What is asked: Starting at the line containing "[tag] light wood surface: a pin per instance" and ending at the line containing "(1040, 273)", rewrite every line of those entries, tag lines included. Shift each point coordinate by adding 111 to both of its numbers.

Materials provided:
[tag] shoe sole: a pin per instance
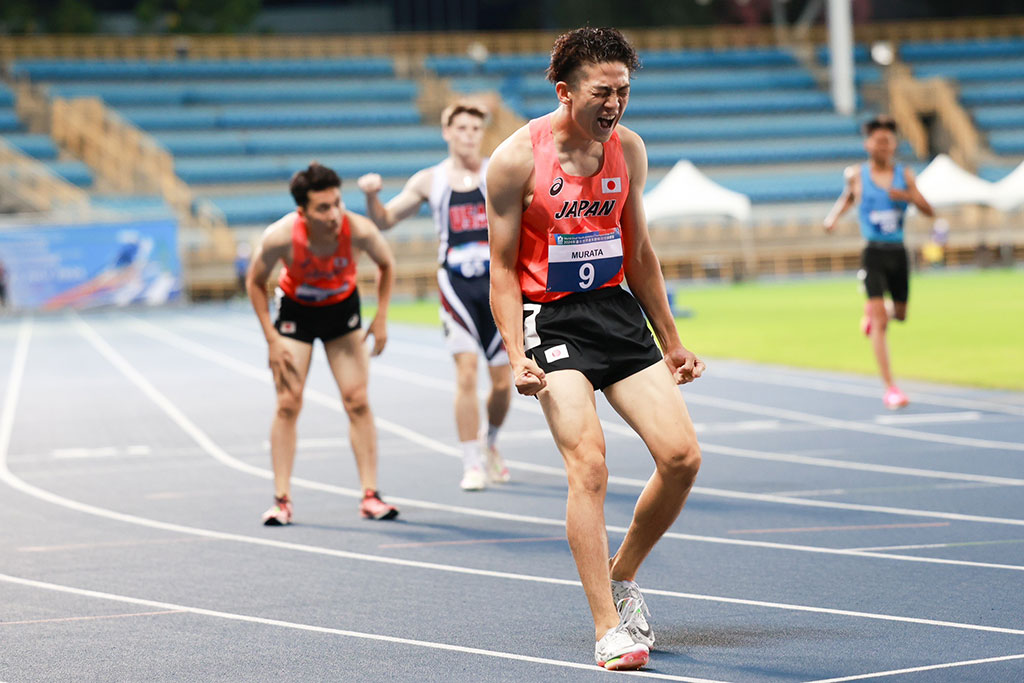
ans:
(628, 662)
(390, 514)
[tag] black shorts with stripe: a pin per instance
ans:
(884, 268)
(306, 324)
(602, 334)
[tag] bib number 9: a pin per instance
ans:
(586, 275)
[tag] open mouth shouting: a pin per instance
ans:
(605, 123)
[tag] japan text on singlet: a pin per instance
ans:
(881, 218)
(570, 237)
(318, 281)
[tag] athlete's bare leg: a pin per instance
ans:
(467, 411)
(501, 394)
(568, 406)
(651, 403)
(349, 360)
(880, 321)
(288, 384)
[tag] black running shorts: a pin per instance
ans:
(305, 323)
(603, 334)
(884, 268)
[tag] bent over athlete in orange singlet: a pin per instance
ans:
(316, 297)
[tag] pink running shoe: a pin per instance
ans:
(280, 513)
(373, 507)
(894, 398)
--
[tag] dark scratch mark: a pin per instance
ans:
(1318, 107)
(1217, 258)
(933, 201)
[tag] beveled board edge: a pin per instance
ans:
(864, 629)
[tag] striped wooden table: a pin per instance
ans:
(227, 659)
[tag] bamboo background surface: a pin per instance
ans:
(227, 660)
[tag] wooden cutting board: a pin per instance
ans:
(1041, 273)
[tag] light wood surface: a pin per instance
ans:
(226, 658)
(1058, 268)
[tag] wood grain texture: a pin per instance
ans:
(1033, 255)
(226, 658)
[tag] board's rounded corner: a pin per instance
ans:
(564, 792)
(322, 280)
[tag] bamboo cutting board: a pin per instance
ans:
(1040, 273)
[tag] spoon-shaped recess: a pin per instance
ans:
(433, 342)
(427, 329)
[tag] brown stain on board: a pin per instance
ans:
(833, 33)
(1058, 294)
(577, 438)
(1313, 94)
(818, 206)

Output of the task:
[tag] light wood surface: a pin per instance
ans:
(337, 769)
(1169, 379)
[tag] wood grain texture: a pin per instance
ans:
(1144, 366)
(337, 769)
[tag] board's rounded corner: a pin per instance
ans:
(675, 903)
(433, 391)
[tag] bamboo cutting board: a pin per instance
ans:
(1151, 384)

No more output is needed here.